# aquariumguys.com



## allikins

Has anybody ordered from them?
And specifically, are the products they aim towards bettas really safe for them? Will the plants rip their fins?
Marina Betta Kit Plant - Ludwigia - Black and White - 5 1/2 in.
Marina Driftwood - Betta Bowl - 3 in. x 2 in. x 5 1/2 in.


If this is wrong, I'm sorry. :[


----------



## aunt kymmie

I've ordered from them but not the products you listed. They look like plastic plants, and not silk. I would only use silk plants or live plants for a betta tank, with my preference being live.


----------



## Romad

I've bought a lot of silk plants here and have been very happy with them.

Artificial Plants & Corals: Aquascape aquariums and fish tanks with Artificial Plants & Corals


----------



## allikins

aunt kymmie said:


> I've ordered from them but not the products you listed. They look like plastic plants, and not silk. I would only use silk plants or live plants for a betta tank, with my preference being live.

» EXCERPTED DATA:
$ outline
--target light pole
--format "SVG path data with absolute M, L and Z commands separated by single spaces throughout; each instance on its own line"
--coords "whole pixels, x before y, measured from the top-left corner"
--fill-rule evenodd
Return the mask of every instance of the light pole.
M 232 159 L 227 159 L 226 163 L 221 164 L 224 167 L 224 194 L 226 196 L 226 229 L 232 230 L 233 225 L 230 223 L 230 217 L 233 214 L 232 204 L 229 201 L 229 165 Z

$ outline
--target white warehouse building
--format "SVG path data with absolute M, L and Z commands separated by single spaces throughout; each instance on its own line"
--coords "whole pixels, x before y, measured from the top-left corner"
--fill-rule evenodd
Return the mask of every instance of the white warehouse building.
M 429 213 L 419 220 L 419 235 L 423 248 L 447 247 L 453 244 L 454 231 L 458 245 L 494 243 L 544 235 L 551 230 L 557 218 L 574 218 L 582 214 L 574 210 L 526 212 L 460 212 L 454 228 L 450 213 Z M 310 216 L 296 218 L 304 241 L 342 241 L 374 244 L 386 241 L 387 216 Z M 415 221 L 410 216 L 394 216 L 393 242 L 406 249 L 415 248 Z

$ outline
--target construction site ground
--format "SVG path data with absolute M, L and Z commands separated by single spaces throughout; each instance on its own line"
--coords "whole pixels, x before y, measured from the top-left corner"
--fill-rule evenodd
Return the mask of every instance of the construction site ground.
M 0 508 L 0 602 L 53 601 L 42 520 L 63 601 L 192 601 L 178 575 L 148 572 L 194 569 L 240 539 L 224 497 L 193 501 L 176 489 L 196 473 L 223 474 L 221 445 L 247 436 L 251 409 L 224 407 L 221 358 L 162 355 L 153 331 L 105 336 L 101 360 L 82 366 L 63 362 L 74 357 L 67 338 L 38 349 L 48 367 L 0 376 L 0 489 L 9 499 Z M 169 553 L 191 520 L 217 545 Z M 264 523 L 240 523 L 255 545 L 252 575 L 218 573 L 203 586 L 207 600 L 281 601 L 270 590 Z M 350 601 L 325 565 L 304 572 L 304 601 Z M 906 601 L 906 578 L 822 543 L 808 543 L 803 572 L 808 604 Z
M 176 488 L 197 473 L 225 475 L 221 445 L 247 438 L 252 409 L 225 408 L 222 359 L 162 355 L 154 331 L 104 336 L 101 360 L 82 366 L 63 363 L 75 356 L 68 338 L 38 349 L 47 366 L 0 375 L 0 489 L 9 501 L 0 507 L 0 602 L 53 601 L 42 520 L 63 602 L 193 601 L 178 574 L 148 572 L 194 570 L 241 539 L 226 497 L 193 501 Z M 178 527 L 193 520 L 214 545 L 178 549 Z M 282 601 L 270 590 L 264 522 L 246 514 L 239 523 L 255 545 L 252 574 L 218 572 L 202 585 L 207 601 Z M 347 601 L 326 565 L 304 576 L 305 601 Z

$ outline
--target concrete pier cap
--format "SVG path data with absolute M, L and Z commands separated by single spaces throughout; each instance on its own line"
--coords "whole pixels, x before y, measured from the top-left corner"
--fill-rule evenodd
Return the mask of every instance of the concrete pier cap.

» PROBLEM 1: Rewrite the records as a Markdown table with the columns Row and Entry. Begin at the first line of the records and stop after the line containing "M 232 159 L", leaving out blank lines.
» PROBLEM 2: Extend the forum thread about buying betta products from aquariumguys.com, picking up after its final line.

» RESULT 1:
| Row | Entry |
|---|---|
| 1 | $ outline |
| 2 | --target light pole |
| 3 | --format "SVG path data with absolute M, L and Z commands separated by single spaces throughout; each instance on its own line" |
| 4 | --coords "whole pixels, x before y, measured from the top-left corner" |
| 5 | --fill-rule evenodd |
| 6 | Return the mask of every instance of the light pole. |
| 7 | M 232 159 L 227 159 L 226 163 L 221 164 L 224 167 L 224 194 L 226 196 L 226 229 L 232 230 L 233 225 L 230 223 L 230 217 L 233 214 L 232 204 L 229 201 L 229 165 Z |

» RESULT 2:
I'm debating on getting live right now 'cause I'm afraid of the cost. @[email protected]


----------



## redchigh

Live plants are actually cheaper than quality silk plants...

Try some kind of aponogeton bulb or banana plant (If you have good lighting).

Something tiny like a Crypt Parva might do well do and is pretty cheap.


----------



## allikins

redchigh said:


> Live plants are actually cheaper than quality silk plants...
> 
> Try some kind of aponogeton bulb or banana plant (If you have good lighting).
> 
> Something tiny like a Crypt Parva might do well do and is pretty cheap.


for live plants I was thinking of some marimo balls and crystalwart to start out with.
And I was meaning more for upkeep rather than initial start. don't you need fertilizers and all that jazz?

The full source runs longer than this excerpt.